Extract each line in the data below that contains the string "outline". Case counts.

RAW RECORDS
----------

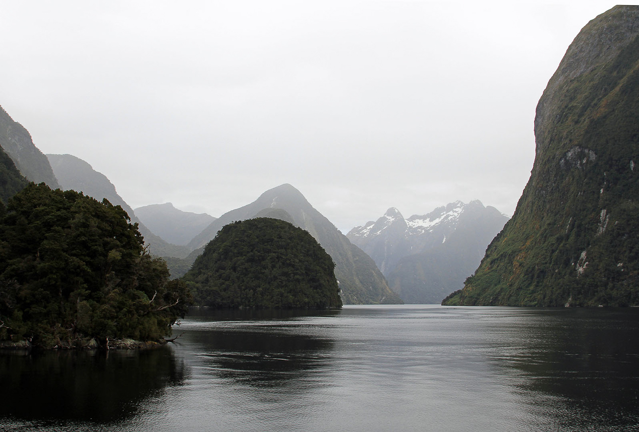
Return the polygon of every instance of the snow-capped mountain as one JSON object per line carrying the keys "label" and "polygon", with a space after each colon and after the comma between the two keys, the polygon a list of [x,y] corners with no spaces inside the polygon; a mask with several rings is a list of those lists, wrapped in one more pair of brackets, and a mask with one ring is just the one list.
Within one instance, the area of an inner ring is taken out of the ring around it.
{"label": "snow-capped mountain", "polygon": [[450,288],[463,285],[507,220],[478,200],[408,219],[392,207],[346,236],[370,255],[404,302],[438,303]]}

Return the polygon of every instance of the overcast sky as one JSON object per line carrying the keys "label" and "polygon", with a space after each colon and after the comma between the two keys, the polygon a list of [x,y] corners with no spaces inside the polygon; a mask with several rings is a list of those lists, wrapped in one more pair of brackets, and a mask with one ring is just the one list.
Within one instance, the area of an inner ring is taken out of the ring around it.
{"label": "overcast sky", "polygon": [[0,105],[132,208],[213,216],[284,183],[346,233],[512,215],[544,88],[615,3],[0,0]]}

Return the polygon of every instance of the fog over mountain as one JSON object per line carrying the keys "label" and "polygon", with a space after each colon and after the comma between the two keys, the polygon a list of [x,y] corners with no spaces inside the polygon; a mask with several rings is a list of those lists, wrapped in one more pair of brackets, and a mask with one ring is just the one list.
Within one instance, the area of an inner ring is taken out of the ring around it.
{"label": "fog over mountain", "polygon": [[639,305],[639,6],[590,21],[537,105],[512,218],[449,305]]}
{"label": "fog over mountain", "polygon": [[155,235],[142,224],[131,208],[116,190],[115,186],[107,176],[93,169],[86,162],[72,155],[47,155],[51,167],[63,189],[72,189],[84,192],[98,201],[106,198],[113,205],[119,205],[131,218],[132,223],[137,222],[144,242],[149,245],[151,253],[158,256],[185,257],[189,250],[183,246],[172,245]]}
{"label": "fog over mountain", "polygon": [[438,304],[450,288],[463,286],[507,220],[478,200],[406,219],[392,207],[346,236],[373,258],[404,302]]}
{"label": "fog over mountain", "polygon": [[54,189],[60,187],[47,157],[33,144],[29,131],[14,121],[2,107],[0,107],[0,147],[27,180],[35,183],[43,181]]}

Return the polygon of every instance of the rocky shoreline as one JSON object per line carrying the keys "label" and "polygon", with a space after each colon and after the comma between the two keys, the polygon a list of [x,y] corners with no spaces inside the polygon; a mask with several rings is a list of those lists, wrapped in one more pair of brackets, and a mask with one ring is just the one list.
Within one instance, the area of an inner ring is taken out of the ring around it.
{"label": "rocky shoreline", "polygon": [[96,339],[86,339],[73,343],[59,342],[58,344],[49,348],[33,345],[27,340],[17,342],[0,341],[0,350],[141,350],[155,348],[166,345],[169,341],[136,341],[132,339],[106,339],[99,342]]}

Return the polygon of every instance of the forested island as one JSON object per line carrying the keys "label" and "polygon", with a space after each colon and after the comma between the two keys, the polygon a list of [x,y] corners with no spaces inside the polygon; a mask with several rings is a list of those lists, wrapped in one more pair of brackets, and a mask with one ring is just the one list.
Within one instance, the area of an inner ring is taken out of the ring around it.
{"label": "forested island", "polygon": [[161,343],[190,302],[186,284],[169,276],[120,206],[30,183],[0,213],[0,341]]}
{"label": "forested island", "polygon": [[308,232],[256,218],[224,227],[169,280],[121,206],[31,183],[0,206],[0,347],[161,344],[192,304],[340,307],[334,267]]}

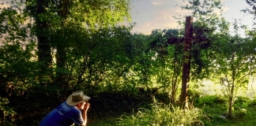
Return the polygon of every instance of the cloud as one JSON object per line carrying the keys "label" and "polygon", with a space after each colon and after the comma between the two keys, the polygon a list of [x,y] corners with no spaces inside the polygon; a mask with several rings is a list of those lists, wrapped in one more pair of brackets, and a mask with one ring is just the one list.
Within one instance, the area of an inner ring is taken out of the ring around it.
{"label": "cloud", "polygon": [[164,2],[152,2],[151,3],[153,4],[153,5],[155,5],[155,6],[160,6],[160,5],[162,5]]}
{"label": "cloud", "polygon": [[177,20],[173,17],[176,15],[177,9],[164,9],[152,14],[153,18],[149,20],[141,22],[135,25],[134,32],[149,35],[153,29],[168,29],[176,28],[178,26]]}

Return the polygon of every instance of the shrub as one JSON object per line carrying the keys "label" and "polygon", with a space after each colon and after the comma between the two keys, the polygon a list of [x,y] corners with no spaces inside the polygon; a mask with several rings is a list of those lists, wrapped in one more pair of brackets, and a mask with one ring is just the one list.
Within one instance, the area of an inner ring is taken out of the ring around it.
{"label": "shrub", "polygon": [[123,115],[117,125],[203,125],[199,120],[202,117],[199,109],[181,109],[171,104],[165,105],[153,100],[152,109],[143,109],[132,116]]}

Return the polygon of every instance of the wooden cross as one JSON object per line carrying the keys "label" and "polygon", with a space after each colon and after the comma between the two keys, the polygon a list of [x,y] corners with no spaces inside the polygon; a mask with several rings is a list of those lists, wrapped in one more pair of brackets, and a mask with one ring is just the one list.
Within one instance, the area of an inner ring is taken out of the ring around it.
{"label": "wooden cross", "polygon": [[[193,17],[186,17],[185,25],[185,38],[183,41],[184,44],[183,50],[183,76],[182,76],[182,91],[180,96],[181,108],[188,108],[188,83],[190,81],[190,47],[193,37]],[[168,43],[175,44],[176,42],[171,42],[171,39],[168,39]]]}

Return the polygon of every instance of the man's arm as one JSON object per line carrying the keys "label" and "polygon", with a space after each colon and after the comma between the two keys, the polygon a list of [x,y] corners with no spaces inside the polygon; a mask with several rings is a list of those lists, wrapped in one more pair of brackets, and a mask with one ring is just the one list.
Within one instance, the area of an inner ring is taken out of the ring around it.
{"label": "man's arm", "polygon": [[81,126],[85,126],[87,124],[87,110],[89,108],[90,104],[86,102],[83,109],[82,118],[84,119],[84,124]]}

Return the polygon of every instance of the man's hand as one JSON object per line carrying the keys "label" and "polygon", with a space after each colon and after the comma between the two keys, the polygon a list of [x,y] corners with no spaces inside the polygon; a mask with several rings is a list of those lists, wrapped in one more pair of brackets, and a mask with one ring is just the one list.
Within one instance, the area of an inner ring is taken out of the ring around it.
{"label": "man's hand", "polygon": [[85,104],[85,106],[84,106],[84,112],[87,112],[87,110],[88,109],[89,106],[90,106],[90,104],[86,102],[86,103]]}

----------

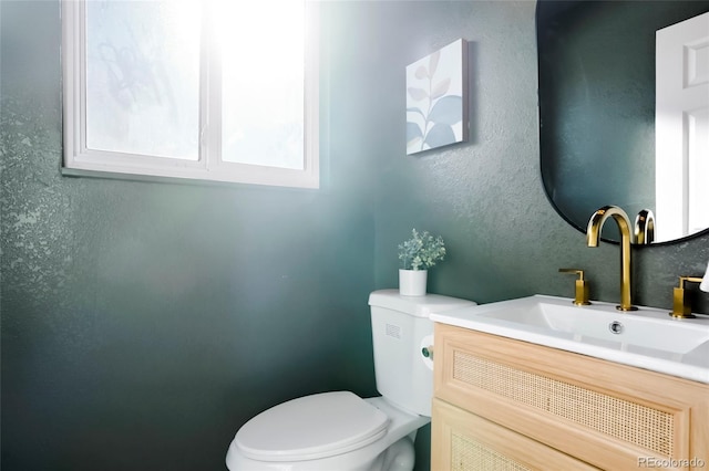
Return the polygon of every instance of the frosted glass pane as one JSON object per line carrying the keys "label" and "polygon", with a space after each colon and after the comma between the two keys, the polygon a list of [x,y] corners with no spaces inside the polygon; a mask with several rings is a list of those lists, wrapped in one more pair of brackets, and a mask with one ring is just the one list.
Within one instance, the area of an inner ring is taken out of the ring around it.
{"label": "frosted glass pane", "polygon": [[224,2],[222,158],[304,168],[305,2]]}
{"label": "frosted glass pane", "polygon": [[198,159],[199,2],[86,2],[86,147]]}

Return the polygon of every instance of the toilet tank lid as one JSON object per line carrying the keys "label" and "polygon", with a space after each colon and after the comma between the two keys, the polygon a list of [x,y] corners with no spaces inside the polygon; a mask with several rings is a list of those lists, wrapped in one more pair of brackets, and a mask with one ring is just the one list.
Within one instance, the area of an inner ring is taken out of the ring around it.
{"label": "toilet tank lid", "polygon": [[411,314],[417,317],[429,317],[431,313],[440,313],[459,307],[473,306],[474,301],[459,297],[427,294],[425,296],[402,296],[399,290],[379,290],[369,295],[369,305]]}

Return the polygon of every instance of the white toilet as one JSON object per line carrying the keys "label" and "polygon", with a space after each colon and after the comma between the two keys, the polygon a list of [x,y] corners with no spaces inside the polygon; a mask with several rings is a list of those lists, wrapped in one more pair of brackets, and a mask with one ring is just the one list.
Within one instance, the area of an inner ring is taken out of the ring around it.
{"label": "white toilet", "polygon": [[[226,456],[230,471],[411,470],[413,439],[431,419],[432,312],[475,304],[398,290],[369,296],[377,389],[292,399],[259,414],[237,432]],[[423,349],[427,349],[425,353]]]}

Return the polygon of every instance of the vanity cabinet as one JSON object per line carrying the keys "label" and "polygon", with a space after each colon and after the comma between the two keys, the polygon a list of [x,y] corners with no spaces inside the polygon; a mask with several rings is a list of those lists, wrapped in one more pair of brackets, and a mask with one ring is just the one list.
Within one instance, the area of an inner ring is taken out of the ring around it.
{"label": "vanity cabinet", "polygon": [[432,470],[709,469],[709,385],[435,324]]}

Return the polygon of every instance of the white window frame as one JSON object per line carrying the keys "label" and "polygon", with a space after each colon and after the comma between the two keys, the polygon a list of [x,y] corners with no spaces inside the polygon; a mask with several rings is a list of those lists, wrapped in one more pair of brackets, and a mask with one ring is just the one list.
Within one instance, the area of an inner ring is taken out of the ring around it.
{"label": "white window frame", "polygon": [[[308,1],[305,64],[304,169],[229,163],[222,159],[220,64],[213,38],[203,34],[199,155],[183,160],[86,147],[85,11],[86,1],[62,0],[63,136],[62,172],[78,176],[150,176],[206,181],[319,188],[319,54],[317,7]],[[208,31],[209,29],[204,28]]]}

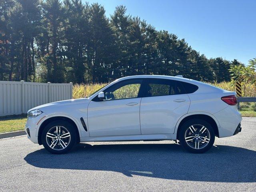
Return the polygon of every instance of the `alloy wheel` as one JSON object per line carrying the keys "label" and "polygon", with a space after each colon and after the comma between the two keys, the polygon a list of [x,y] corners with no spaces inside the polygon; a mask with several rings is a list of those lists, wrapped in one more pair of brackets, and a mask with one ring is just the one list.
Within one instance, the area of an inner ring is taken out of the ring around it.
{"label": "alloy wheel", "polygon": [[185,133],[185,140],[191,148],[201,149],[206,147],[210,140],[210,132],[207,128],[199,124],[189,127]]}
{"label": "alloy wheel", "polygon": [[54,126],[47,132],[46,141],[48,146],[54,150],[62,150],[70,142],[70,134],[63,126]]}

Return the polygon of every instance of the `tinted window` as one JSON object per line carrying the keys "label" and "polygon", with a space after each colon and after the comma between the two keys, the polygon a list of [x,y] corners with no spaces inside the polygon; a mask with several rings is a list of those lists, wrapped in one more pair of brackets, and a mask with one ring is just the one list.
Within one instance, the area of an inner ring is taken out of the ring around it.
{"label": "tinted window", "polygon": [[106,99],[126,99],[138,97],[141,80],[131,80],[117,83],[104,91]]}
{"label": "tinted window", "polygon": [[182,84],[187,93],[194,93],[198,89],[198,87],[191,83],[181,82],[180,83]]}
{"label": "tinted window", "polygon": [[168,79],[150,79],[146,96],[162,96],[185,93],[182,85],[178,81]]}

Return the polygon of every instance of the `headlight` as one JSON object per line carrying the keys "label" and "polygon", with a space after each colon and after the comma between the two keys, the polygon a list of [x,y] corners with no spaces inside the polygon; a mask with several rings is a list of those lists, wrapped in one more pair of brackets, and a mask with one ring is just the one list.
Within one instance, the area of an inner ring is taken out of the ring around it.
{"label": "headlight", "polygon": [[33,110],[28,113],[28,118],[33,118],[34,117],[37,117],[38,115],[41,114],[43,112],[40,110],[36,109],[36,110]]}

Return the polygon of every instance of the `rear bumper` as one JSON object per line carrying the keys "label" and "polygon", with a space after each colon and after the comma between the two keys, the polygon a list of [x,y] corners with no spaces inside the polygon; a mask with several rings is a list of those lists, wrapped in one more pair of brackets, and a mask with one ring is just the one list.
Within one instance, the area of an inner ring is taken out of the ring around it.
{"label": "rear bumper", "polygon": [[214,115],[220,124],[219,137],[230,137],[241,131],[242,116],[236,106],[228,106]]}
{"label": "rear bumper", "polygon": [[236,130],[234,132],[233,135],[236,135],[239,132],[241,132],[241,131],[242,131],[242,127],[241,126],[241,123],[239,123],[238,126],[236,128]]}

----------

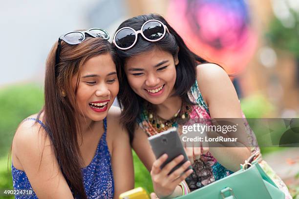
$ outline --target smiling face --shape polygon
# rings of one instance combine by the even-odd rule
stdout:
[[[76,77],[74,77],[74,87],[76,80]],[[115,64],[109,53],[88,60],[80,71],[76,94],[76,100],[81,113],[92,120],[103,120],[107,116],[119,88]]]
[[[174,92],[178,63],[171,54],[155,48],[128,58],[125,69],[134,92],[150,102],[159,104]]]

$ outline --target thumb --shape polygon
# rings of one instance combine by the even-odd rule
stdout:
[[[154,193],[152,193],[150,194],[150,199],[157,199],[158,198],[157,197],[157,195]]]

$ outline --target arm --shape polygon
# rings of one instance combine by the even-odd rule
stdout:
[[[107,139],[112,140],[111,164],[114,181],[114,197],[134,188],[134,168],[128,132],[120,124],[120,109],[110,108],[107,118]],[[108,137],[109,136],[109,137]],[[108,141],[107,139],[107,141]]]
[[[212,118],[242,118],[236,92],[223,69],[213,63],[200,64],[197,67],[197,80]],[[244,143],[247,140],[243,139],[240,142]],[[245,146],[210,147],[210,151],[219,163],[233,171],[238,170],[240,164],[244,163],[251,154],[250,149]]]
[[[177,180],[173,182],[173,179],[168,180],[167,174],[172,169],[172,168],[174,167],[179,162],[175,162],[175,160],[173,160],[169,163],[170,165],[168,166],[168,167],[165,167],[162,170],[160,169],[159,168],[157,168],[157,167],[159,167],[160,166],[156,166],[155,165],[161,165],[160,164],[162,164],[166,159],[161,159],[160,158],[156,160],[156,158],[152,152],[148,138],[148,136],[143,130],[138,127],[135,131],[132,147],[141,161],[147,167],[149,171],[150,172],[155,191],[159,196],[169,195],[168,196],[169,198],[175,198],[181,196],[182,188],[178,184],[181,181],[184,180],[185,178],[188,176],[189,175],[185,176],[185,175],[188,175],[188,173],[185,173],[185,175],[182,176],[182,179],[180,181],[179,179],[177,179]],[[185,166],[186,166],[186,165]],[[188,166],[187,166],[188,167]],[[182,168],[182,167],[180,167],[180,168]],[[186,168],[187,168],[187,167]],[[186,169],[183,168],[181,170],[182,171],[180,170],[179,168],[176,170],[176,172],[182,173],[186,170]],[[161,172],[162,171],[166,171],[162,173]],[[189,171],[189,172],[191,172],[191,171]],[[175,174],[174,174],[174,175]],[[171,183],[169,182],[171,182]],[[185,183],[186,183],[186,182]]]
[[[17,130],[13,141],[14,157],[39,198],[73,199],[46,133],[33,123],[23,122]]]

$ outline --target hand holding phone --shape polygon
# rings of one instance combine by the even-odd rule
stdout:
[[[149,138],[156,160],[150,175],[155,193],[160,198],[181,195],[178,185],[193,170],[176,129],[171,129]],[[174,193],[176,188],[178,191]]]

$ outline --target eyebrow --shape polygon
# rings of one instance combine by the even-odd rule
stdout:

----------

RESPONSE TO THIS EXERCISE
$ outline --target smiling face --shape polygon
$ outline --target thumb --shape polygon
$ outline --target arm --shape polygon
$ outline --target hand holding phone --shape polygon
$ outline --target eyebrow --shape polygon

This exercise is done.